Source text:
First Steps Toward Joint Projects
Beyond merely listing priority sectors, the business forum also surfaced first-step commercial and quasi-commercial documents providing a basis for follow-through. Kazakhstan’s investment agency reported three signed items: a memorandum with Mekorot Development & Enterprises Ltd. on the modernization of housing-and-communal services and water infrastructure, an investment agreement for a bitumen plant in the Atyrau Region, and a renewable-energy cooperation memorandum in the East Kazakhstan Region. The identification of these projects means that parts of the agreed agenda are already engaging cooperation that is not dependent on state-to-state agreements, and which have identifiable counterparties and near-term transaction forms. They are also probes to establish the institutional fit of the modalities of implementation.

Astana framed the economic and technological agenda as a direct complement to Kazakhstan’s domestic modernization priorities. As previously reported by TCA, Tokayev and Sa’ar highlighted artificial intelligence, agrotechnology, water-resource management, and digital governance as concrete cooperation targets. Israeli firms were also invited to participate in national digital-transformation work, including e-government, data-driven public services, and digital infrastructure. This suggests that Kazakhstan will not treat Israel as a generic trade partner, but rather as a technology and public-administration partner, with project selection to be guided by Kazakhstan’s own reform and productivity agenda.

The visit has now created enough declared mechanisms for follow-through to be visible in the short term. The first indicator is whether the Kazakhstan–Israel Joint Economic Commission is convened at a ministerial level and assigned a defined initial agenda. The second is whether the statement of intent on visa exemption for ordinary passports advances into a signed agreement with an announced entry into force. The third is whether the three project items reported from the business forum move from memoranda and investment declarations into contracting, financing, and implementation, notably on water and utilities modernization, the Atyrau bitumen plant, and renewables in East Kazakhstan.

Material supplied:
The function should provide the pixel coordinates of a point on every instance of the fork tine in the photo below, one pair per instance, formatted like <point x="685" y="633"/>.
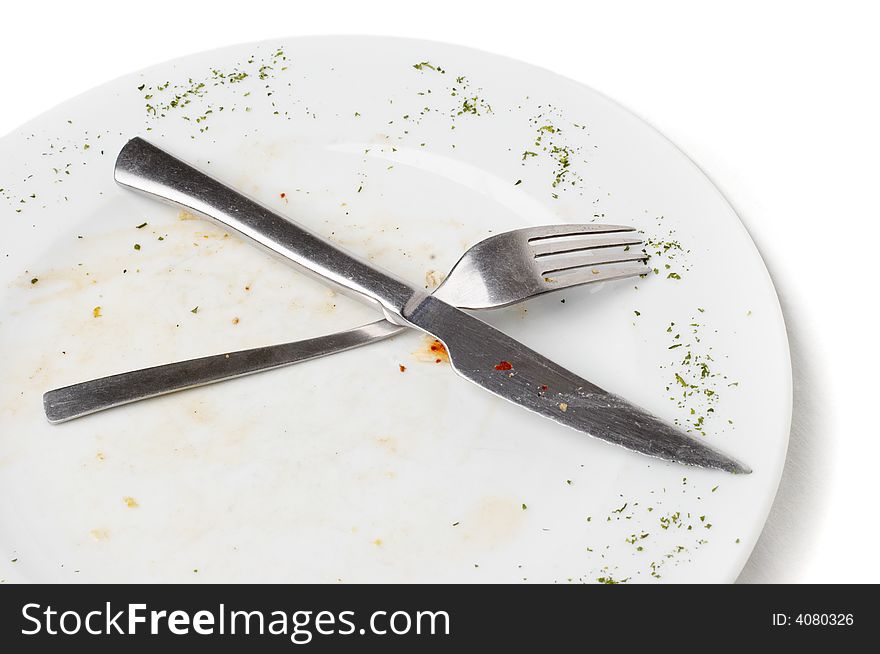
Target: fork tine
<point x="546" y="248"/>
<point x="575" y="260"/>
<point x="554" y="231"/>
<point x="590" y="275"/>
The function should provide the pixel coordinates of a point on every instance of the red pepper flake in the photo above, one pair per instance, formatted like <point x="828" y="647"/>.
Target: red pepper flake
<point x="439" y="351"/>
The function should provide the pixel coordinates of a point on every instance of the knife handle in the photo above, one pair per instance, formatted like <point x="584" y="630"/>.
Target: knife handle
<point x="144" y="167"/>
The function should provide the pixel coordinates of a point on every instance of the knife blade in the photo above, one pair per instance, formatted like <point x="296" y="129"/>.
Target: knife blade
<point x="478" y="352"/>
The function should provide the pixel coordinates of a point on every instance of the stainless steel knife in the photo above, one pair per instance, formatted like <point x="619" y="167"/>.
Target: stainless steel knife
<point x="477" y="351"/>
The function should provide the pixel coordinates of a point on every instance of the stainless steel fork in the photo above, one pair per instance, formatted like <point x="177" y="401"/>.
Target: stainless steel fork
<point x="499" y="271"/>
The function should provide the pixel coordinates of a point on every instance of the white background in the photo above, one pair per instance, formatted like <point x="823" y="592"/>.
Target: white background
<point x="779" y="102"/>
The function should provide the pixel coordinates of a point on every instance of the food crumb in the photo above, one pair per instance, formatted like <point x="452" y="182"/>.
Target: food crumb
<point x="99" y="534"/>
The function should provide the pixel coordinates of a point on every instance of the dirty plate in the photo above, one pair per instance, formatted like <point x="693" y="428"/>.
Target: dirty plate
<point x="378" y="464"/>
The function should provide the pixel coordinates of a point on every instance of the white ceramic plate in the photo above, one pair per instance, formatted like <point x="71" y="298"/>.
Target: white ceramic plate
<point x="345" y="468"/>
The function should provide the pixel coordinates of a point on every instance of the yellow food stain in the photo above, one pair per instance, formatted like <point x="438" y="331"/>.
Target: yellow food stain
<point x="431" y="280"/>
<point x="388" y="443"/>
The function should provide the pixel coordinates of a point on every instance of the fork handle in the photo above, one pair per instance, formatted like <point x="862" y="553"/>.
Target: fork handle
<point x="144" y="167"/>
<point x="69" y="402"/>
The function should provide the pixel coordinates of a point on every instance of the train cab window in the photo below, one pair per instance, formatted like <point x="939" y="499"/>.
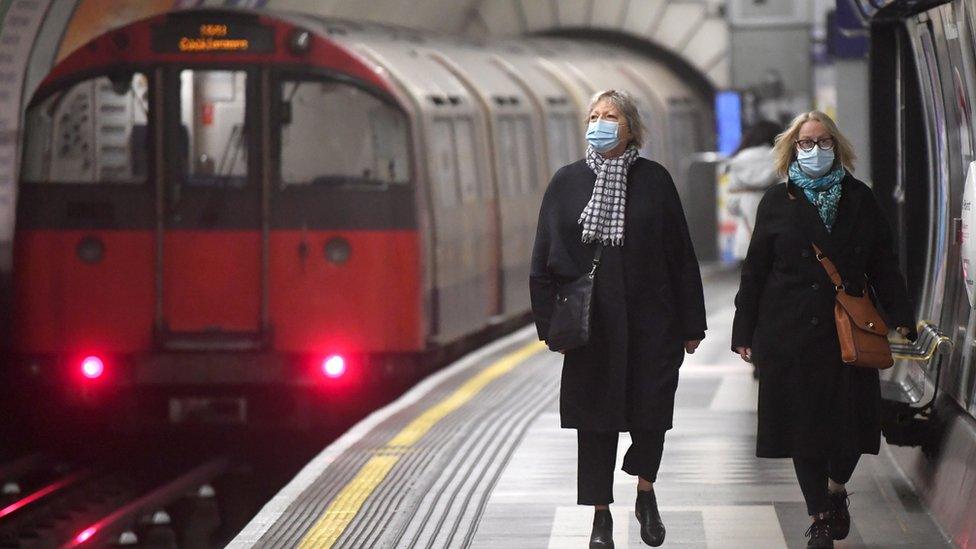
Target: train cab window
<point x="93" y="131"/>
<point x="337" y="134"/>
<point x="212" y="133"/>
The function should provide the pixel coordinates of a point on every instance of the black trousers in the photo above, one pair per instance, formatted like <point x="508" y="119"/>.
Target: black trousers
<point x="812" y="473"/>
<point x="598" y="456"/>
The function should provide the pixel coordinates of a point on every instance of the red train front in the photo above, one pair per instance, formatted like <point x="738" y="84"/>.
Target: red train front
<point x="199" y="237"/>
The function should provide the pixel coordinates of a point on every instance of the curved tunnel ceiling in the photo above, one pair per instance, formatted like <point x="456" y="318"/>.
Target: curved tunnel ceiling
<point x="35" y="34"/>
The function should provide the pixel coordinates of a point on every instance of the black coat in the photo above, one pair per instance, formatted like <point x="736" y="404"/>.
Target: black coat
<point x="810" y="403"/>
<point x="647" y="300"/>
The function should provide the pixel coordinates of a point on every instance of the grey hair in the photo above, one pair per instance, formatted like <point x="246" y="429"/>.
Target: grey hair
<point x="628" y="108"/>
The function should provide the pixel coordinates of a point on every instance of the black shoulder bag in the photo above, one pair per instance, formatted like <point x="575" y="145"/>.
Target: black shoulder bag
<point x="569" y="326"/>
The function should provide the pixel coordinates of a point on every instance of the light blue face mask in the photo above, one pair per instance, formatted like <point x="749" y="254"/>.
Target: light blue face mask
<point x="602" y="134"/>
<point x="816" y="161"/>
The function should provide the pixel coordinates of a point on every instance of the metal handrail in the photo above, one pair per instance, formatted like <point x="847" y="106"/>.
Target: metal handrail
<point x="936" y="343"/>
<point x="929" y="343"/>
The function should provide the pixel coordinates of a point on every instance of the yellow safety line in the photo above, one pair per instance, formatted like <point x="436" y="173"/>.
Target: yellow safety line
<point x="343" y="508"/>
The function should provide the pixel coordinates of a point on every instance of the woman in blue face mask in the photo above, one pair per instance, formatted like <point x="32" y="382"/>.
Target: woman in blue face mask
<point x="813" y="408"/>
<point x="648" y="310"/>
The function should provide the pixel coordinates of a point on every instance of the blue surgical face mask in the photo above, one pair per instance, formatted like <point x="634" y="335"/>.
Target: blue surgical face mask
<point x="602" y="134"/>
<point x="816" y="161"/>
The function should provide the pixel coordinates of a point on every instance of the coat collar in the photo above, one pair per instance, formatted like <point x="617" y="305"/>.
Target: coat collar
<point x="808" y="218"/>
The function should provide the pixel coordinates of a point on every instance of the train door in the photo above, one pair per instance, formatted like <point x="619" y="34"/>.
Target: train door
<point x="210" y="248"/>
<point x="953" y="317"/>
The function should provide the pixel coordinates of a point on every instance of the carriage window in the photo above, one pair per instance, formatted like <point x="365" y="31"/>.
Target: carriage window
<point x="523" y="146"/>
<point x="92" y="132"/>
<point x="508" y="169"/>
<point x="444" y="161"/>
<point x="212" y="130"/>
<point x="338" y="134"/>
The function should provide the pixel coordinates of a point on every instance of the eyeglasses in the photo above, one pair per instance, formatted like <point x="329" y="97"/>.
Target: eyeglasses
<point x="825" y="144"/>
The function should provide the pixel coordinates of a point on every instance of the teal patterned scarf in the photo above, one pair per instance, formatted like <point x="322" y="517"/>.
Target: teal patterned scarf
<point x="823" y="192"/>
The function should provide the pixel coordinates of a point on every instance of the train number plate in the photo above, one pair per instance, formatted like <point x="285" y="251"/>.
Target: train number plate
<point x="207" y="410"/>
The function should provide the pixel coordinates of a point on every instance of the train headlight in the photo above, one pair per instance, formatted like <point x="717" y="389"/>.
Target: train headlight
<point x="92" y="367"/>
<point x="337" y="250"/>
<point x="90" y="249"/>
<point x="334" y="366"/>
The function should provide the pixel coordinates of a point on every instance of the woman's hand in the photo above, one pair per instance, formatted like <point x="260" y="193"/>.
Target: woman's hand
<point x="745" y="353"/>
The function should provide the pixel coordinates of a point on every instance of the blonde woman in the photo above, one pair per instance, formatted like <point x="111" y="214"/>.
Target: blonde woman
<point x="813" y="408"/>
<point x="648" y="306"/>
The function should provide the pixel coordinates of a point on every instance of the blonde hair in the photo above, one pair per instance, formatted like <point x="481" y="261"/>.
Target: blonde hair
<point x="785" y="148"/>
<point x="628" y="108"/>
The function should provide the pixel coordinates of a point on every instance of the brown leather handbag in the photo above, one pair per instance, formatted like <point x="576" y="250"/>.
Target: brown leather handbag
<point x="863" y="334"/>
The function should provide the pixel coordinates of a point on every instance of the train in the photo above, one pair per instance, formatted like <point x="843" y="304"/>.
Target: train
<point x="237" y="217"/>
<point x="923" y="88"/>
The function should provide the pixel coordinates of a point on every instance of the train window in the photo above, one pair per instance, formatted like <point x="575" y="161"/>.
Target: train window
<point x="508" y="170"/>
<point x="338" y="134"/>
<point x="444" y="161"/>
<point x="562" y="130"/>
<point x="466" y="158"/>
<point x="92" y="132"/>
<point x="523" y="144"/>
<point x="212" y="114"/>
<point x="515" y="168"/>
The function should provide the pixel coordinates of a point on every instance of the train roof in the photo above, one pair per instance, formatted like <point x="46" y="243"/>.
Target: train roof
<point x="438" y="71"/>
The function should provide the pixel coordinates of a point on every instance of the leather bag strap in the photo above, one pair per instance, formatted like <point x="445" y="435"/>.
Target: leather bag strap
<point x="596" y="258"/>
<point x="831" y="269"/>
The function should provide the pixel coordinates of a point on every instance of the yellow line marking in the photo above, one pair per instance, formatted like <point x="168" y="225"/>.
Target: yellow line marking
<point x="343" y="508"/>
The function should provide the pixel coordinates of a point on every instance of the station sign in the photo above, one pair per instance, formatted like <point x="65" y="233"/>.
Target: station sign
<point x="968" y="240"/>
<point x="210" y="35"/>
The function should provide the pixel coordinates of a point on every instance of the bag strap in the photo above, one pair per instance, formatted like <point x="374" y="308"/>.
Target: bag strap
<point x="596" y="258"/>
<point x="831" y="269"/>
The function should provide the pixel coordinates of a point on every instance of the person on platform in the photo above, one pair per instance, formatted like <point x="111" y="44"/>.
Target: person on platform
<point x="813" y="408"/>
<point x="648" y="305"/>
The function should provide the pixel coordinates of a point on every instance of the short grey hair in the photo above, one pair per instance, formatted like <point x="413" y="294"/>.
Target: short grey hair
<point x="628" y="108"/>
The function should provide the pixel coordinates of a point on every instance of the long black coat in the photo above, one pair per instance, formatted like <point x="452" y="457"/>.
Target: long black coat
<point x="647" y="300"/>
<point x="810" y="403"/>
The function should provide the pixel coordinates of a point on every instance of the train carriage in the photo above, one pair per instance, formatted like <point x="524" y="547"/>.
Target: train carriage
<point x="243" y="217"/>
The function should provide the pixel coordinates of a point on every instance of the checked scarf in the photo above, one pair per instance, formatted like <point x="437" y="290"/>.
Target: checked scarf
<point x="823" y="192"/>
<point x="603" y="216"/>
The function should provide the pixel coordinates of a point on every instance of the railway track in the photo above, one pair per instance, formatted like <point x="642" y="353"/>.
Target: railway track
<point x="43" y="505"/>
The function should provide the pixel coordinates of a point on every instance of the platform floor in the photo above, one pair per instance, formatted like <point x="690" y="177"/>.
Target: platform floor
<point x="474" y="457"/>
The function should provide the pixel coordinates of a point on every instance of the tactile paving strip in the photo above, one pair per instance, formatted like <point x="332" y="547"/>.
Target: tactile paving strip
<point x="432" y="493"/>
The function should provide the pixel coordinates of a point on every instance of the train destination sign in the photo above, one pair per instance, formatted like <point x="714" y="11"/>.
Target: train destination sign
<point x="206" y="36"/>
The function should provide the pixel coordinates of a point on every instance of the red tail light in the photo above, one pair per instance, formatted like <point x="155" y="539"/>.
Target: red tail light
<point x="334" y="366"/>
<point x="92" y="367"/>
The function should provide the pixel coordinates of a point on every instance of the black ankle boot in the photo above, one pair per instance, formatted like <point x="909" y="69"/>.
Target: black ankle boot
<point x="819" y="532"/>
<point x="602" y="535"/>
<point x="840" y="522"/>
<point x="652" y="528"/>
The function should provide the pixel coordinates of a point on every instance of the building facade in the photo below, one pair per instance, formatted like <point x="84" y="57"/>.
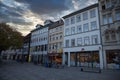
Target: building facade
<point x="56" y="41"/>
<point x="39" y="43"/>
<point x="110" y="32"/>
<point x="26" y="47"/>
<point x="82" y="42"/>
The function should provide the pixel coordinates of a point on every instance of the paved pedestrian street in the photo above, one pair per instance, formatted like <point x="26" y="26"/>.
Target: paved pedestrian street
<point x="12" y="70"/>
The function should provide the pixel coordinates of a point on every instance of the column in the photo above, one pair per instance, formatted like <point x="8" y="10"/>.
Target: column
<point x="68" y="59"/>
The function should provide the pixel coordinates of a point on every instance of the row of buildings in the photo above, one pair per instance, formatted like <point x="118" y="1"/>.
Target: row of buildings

Exercises to complete:
1. Can you rewrite the paragraph beginning "Beyond merely listing priority sectors" from the Kazakhstan–Israel cooperation text as a short list that keeps its main facts?
2. Could you write a continuation of the Kazakhstan–Israel cooperation text, picking up after its final sentence?

Responses:
1.
- The business forum produced first-step commercial and quasi-commercial documents as a basis for follow-through.
- Kazakhstan's investment agency reported three signed items:
  - a memorandum with Mekorot Development & Enterprises Ltd. on modernizing housing-and-communal services and water infrastructure
  - an investment agreement for a bitumen plant in the Atyrau Region
  - a renewable-energy cooperation memorandum in the East Kazakhstan Region
- These projects show that parts of the agreed agenda already involve cooperation that doesn't depend on state-to-state agreements, with identifiable counterparties and near-term transaction forms.
- They also serve as probes of how well the ways of implementing them fit institutionally.

2.
The Middle East Dimension
The Middle East dimension also came into play, as Astana has lately aligned itself more explicitly with U.S.-centered regional initiatives that include Israel. Thus, Kazakhstan’s accession to the Abraham Accords is a largely symbolic act that nevertheless improves Astana’s positioning in Washington. In the Astana meetings, Sa’ar welcomed Kazakhstan’s engagement with the Abraham Accords framework and characterized it as constructive. Separately, Tokayev has agreed to join Trump’s proposed “Board of Peace” mechanism for post-war Gaza governance and reconstruction on a standard three-year term, with no required financial contribution.

On a broader level, the Astana package shows the two sides exploring contacts in a mutually beneficial way without forcing premature strategic overcommitment. For Kazakhstan, the cooperation maintains an emphasis on applied modernization and implementation. Project selection is constrained by domestic reform priorities and by the need for workable modalities. For Israel, the visit strengthened bilateral instruments, also confirming Kazakhstan’s entry into a U.S.-centered regional vocabulary through the Abraham Accords framework and related Gaza discussions.
As Tokayev put it earlier this month when explaining Kazakhstan’s decision to become a party to the Abraham Accords, such agreements are “a diplomatic innovation stemming from President Trump’s deep understanding of the historical context and current political realities.” This context facilitates a practical upgrade of the Kazakhstan–Israel relationship through governance mechanisms, mobility enablers, and identified projects. The Middle East overlay increases diplomatic visibility without defining the partnership as a formal bloc alignment.